* START RECORDS FOR THE EXERCISE *

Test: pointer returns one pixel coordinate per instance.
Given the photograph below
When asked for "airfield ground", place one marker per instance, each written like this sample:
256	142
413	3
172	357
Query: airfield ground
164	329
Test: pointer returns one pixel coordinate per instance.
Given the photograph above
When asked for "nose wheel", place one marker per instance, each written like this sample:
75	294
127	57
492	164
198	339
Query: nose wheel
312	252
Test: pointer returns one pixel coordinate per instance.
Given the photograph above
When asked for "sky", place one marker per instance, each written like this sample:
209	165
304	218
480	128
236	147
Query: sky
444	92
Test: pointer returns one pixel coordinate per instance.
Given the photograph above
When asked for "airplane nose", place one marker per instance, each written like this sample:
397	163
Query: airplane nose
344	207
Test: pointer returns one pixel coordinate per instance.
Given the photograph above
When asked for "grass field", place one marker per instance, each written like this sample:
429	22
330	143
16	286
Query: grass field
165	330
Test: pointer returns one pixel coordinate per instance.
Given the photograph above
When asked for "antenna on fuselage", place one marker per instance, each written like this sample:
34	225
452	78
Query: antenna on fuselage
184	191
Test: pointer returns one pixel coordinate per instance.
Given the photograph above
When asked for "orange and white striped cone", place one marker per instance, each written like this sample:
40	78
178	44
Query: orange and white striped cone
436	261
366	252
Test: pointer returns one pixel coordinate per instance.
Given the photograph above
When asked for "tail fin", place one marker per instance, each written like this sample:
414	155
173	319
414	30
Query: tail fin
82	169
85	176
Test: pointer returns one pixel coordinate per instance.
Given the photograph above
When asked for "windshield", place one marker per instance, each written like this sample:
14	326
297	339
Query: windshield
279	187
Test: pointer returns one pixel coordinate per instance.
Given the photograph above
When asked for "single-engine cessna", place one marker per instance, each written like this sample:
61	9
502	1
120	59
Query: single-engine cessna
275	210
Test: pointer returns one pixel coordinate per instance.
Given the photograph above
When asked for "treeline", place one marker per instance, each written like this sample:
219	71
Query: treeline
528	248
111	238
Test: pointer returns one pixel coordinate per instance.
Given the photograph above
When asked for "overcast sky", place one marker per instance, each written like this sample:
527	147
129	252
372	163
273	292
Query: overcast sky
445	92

* END RECORDS FOR THE EXERCISE *

## STATED GOAL
Show every line of the rows above that contains the string "cone", copying each such line in full. Case counts, so match only that exact capitalization.

## OUTPUT FOR THIS EXERCISE
When asked for "orange and white striped cone", place one marker per instance, each written like this sample:
Query: orange and white striped cone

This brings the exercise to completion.